---- Texte fourni

Quand il y a deux poids et deux mesures il faut vérifier la « balance ».

Cela fait bien  longtemps que je ne m’occupe plus du dossier du « Madoff des Calanques », en ayant été débarqué par l’ACP qui ne m’a toujours pas réglé mes honoraires puis  par l’Association de victimes qui souhaitait mener la négociation  uniquement via avocats, mais cela ne m’empêche pas de rester attentif aux informations rendues publiques  qui me parviennent.


La dernière évolution  a été diffusée par  un mailing de l’association de victimes puis par un courrier d’un de ses avocats, et annonçait que la Société Générale acceptait d’indemniser les clients de DO-CONSEIL à hauteur de 80% à 100% de leurs apports nets. La date de règlement n’est pas précisée et il y aura bien sur des modalités de contrôle, mais l’avancement – à porter au crédit notamment d’un pool d’avocats et d’une association de victimes-  n’en est pas moins extrêmement significatif.

 

Le parallèle, ou plutôt l’absence de parallèle avec le dossier Apollonia que nous évoquions ici http://www.suissemagazine.com/sites/smblog/dotclear/index.php?post/2013/11/21/L-affaire-Apollonia-conq-ans-d%C3%A9j%C3%A0 est assez étonnant. Même région, même type de délinquance même si les modes d’opéré sont distincts, même magistrat instructeur, même parquet.

--------
---- Données fournies

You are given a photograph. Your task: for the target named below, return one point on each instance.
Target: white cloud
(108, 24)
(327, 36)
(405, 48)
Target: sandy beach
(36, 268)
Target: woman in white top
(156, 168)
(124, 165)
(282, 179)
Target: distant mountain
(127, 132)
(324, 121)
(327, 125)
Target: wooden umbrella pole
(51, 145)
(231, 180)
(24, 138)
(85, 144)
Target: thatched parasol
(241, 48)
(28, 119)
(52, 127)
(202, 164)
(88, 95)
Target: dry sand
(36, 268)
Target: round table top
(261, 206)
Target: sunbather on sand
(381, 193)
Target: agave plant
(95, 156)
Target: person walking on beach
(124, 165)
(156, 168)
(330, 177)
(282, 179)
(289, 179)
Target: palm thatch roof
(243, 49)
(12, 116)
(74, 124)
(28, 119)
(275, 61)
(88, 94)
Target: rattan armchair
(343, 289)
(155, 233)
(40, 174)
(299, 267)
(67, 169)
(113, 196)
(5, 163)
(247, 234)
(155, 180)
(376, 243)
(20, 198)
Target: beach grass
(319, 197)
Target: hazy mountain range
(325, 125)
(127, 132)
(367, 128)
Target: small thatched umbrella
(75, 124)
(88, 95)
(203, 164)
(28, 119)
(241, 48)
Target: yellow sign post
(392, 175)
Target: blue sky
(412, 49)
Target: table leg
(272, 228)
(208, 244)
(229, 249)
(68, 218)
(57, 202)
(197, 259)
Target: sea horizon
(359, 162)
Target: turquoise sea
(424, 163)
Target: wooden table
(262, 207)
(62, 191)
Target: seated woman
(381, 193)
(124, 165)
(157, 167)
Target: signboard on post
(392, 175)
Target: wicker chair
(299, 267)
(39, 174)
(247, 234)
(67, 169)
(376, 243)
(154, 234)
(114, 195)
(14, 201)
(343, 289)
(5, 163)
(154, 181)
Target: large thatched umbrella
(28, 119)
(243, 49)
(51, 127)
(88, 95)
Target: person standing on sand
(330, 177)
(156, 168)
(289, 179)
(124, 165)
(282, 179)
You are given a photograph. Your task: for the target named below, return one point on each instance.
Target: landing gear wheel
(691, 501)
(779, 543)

--------

● Consigne donnée: Écrivez la suite du texte sur le dossier du « Madoff des Calanques », en reprenant après sa dernière phrase. Ces données viennent d'une autre source.

● Réponse rédigée:
 

Dans le dossier Apollonia, les banques ont  été mises en examen, et il ressort de la  présentation du dossier faite en conférence de presse qu’elles ont multiplié les violations de contrôle interne, les violations des textes d’ordre publics protégeant les emprunteurs et se sont de surcroît largement enrichies dans le processus. Des notaires ont même séjourné à l’ombre avant de retrouver .. la liberté et les clefs de leurs études.

 

 Dans le dossier DO-Conseil, la Société Générale  n’était semble-t-il pas mise en examen, et avait été essentiellement le banquier chez qui l’opérateur présumé du Ponzi déposait les fonds.  Certes, il semble que ce dernier avait également usé et abusé du nom d’une filiale de gestion d’actifs de la SG avec qui il n’avait aucun accord, ce qui avait conduit – selon ses propres déclarations – la SG a porter également plainte contre le principal mis en examen. Mais si on pouvait reprocher à la Société Générale sans doute une certaine accumulation de négligences  ayant facilité l’escroquerie, elle ne semblait pas impliquée activement comme les banques de l’affaire Apollonia.

 

Et que se passe-t-il ? Les banques de l’affaire Apollonia – bien que mises en examen et à qui on reproche des faits très graves n’envisagent pas de rembourser leurs victimes, et continuent au contraire à saisir leurs biens, alors que la Société Générale  largement moins impliquée dans le dossier DO Conseil, ouvre le coffre et pose généreusement 30 à 40 millions d’euros sur la table.

 

Les banquiers ont des tas de qualité mais pas celle d’être généreux quand on parle d’argent, et ce n’est d’ailleurs pas leur rôle.  Cette générosité subite de la SG nous a donc étonnés et nous avons voulu comprendre.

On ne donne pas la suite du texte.